▼▼▼

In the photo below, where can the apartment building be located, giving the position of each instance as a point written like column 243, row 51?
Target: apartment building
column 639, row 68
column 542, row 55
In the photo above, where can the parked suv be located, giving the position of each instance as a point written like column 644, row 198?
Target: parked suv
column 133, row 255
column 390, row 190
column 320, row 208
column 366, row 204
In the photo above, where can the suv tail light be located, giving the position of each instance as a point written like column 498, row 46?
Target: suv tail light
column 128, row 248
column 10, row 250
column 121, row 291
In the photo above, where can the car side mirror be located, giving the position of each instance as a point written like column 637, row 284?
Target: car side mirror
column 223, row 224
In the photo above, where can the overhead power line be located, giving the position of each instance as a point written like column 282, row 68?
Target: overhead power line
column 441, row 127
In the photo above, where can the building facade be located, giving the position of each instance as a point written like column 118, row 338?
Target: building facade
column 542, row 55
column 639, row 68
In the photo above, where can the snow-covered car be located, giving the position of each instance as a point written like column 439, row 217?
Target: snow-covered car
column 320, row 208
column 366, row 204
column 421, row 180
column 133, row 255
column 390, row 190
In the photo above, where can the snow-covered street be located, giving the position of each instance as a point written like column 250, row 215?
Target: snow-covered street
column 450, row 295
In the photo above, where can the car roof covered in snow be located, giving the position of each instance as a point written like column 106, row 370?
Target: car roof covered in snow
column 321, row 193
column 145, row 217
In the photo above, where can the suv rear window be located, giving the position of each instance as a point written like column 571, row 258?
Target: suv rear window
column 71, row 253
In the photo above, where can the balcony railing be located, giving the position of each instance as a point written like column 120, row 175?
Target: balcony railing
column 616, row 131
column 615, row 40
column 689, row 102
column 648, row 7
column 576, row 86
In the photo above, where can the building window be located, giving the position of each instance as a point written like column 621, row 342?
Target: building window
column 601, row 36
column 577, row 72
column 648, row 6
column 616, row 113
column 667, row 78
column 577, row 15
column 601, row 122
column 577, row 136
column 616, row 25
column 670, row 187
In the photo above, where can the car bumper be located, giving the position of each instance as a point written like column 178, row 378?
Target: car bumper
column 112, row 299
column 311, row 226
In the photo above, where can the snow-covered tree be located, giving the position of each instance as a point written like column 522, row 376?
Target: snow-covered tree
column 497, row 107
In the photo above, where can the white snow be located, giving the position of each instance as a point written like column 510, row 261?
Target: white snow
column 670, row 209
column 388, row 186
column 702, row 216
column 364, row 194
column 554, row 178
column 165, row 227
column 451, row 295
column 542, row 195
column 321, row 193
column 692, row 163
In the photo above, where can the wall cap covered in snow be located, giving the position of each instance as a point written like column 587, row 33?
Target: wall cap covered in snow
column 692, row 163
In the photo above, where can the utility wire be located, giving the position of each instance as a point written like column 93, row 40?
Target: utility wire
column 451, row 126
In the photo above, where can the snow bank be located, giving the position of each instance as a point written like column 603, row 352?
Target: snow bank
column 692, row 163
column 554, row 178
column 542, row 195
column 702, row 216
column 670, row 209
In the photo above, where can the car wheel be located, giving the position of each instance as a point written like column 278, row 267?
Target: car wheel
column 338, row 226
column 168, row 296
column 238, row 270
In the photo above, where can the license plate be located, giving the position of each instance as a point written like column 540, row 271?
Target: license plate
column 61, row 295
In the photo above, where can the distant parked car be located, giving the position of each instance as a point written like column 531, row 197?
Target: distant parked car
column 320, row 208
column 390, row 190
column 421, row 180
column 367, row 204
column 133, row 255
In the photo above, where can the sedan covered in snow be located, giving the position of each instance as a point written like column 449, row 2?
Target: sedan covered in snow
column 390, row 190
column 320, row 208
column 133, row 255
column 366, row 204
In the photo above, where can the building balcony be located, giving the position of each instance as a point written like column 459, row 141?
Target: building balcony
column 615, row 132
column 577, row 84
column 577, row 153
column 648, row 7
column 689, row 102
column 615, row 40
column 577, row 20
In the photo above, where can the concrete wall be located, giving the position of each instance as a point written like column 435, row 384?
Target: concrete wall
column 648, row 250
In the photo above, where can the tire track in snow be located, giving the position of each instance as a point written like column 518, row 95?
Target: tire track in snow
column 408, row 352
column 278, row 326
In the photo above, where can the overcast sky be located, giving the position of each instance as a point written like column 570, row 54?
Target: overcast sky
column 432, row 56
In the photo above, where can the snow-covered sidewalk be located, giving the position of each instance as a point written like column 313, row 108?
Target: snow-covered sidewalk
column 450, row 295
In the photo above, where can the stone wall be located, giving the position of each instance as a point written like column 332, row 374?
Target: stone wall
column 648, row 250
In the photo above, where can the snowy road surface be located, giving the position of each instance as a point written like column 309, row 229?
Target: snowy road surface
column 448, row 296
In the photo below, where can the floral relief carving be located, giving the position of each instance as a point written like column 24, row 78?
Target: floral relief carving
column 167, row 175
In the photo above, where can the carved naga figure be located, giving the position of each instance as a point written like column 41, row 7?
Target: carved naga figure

▲▲▲

The exercise:
Write out all the entries above again, changing "Target" to "Label" everywhere and leaving everything else unchanged.

Right answer:
In the photo below, where can the apartment building be located, giving the position of each instance as a point written like column 243, row 51?
Label: apartment building
column 639, row 68
column 542, row 55
In the photo above, where can the parked suv be located, giving the position of each instance as a point written like column 644, row 198?
Label: parked suv
column 133, row 255
column 390, row 190
column 320, row 208
column 366, row 204
In the photo above, where can the suv tail light be located, giving the position of each instance as a point written like column 498, row 46?
Label: suv tail light
column 128, row 248
column 10, row 250
column 121, row 291
In the photo above, where can the car side mirror be located, giving the position of each instance as a point written like column 637, row 284?
Label: car side mirror
column 223, row 224
In the photo above, where can the overhead power line be located, giving the position of each instance as a point written like column 282, row 68?
Label: overhead power line
column 441, row 127
In the photo above, where can the building facade be located, giving the position of each instance as a point written like column 118, row 338?
Label: building facade
column 542, row 55
column 639, row 68
In the photo above, where can the snow-covered car be located, giving the position of each instance as a point written like column 439, row 217?
Label: snow-covered car
column 320, row 208
column 366, row 204
column 421, row 180
column 133, row 255
column 390, row 190
In the photo above, where can the snow-covered street be located, giving the position of each instance as a point written like column 250, row 215?
Label: snow-covered street
column 450, row 295
In the photo above, where can the car roof covered in snow be located, giving the position of each instance as a point written like column 106, row 370?
Label: car roof covered in snow
column 321, row 193
column 145, row 217
In the photo above, where can the suv rear window be located, giving the position of each instance as a point written like column 571, row 258?
Label: suv rear window
column 71, row 253
In the photo above, where can the balcony railing be located, giving the position of each instance as a point written like column 120, row 175?
Label: balcony railing
column 616, row 131
column 615, row 40
column 689, row 102
column 648, row 7
column 576, row 86
In the photo above, where can the building window be located, giving the position of each instance as a point written like column 621, row 342?
Label: building window
column 601, row 36
column 577, row 72
column 648, row 6
column 616, row 113
column 667, row 78
column 577, row 15
column 601, row 122
column 577, row 136
column 616, row 25
column 670, row 187
In the photo above, where can the car bumper be located, giving the position of each instance as a point written like column 178, row 378?
Label: car bumper
column 112, row 299
column 311, row 226
In the photo above, where can the snow-covered tree be located, giving the position of each instance as a point written like column 522, row 376?
Label: snow-covered tree
column 497, row 107
In the photo above, where can the white snow be located, giving the position of each instance as a point written like column 510, row 261?
Label: white snow
column 670, row 209
column 388, row 186
column 702, row 216
column 364, row 194
column 554, row 178
column 165, row 227
column 451, row 295
column 542, row 195
column 321, row 193
column 692, row 163
In the photo above, where can the wall cap covered in snow be located, giving the position of each instance as a point written like column 587, row 33?
Label: wall cap covered in snow
column 692, row 163
In the photo above, where can the utility wire be located, giving the position of each instance as a point written like column 93, row 40?
Label: utility wire
column 451, row 126
In the photo above, where can the snow bank be located, giving the position of each instance as a point written like column 603, row 352?
Label: snow bank
column 692, row 163
column 554, row 178
column 542, row 195
column 702, row 216
column 670, row 209
In the photo above, where can the car wheel be located, giving the position of each instance as a point written like column 278, row 267?
Label: car wheel
column 338, row 226
column 168, row 296
column 238, row 270
In the photo above, where can the license plate be located, giving the position of each instance as a point written like column 540, row 271?
Label: license plate
column 61, row 295
In the photo above, where can the distant parked car be located, giving the position of each instance as a point written like column 531, row 197?
Label: distant parked car
column 320, row 208
column 390, row 190
column 421, row 180
column 367, row 204
column 133, row 255
In the photo above, where can the sedan covered in snow be located, giving the position of each instance as a point written like column 449, row 2?
Label: sedan covered in snow
column 390, row 190
column 320, row 208
column 133, row 255
column 366, row 204
In the photo above, where can the building balcony be located, giving the position of each instance as a point written like column 459, row 141?
Label: building balcony
column 615, row 132
column 577, row 84
column 577, row 153
column 648, row 7
column 689, row 102
column 615, row 40
column 577, row 20
In the photo above, where can the concrete wall be located, giving the position of each instance as a point written like column 435, row 384?
Label: concrete wall
column 648, row 250
In the photo above, where can the tire track in snow be located, giving the position of each instance as a point written like column 518, row 95?
Label: tire track in snow
column 408, row 352
column 278, row 326
In the photo above, where can the overcast sky be located, giving the position of each instance as a point written like column 570, row 54?
Label: overcast sky
column 432, row 56
In the photo above, where can the snow-covered sidewalk be located, giving the position of each instance as a point written like column 313, row 108?
Label: snow-covered sidewalk
column 450, row 295
In the photo above, where can the stone wall be located, giving the position of each instance as a point written like column 332, row 374?
Label: stone wall
column 648, row 250
In the photo above, where can the snowy road surface be located, giving the position of each instance as a point written like column 309, row 229?
Label: snowy road surface
column 448, row 296
In the photo below, where can the floral relief carving be located, giving the position of each instance as a point written like column 24, row 78?
Label: floral relief carving
column 167, row 175
In the photo above, where can the carved naga figure be located, giving the position of each instance as a point written like column 41, row 7?
Label: carved naga figure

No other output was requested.